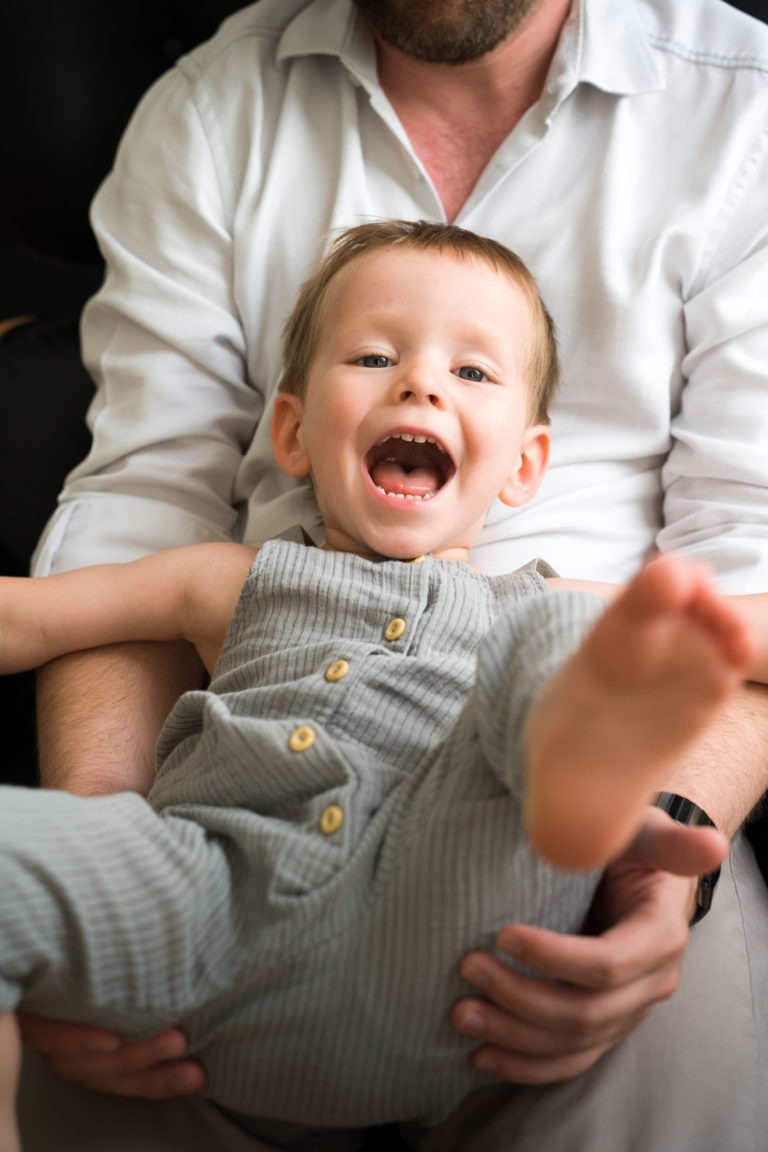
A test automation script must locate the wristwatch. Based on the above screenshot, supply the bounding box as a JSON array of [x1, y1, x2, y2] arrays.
[[654, 793, 720, 925]]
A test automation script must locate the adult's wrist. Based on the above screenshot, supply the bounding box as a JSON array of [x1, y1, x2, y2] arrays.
[[654, 791, 720, 926]]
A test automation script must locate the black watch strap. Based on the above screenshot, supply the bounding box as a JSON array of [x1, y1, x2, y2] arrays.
[[654, 793, 720, 925]]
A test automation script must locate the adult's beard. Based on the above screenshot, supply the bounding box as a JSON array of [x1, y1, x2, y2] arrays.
[[353, 0, 541, 65]]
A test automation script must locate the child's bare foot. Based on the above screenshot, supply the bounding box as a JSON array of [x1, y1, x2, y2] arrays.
[[0, 1013, 21, 1152], [526, 556, 756, 869]]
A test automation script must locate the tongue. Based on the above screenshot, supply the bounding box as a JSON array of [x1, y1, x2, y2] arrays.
[[371, 460, 440, 497]]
:::::
→ **Task directions**
Rewrite the listing above with every occurrence of "screenshot" replaced by "image", and leave everything else unchanged. Omit the pictures from your answer.

→ **Complete answer**
A test automation script must locate the wristwatch. Based on the above image, supply the bounding box as a JSON array of [x1, y1, x2, y2] arrays.
[[654, 793, 720, 925]]
A test automation script must locate the adult's wrist. Based on the above image, supply the bounding box as a JSON array of [x1, y1, x2, y2] arrays.
[[654, 791, 720, 926]]
A test automation script must locate the black watch strap. Based on the above image, supply the bounding box as a JSON array of [x1, y1, x2, y2] arrays.
[[654, 793, 720, 925]]
A test automation script must locate the adult's beard. Based on the above image, supply the bounding box as a JSON array of [x1, y1, x2, y2] arrays.
[[353, 0, 541, 65]]
A test automation script must locate the child's bare foot. Based on the above image, supply the bounding box as a JSON array of [x1, y1, x2, y2] arrays.
[[0, 1013, 21, 1152], [526, 556, 756, 869]]
A test automation script must locate the tongue. Based on the above image, supply the bounding box as a JSON array of [x1, y1, x2, y2] arrays.
[[371, 460, 440, 497]]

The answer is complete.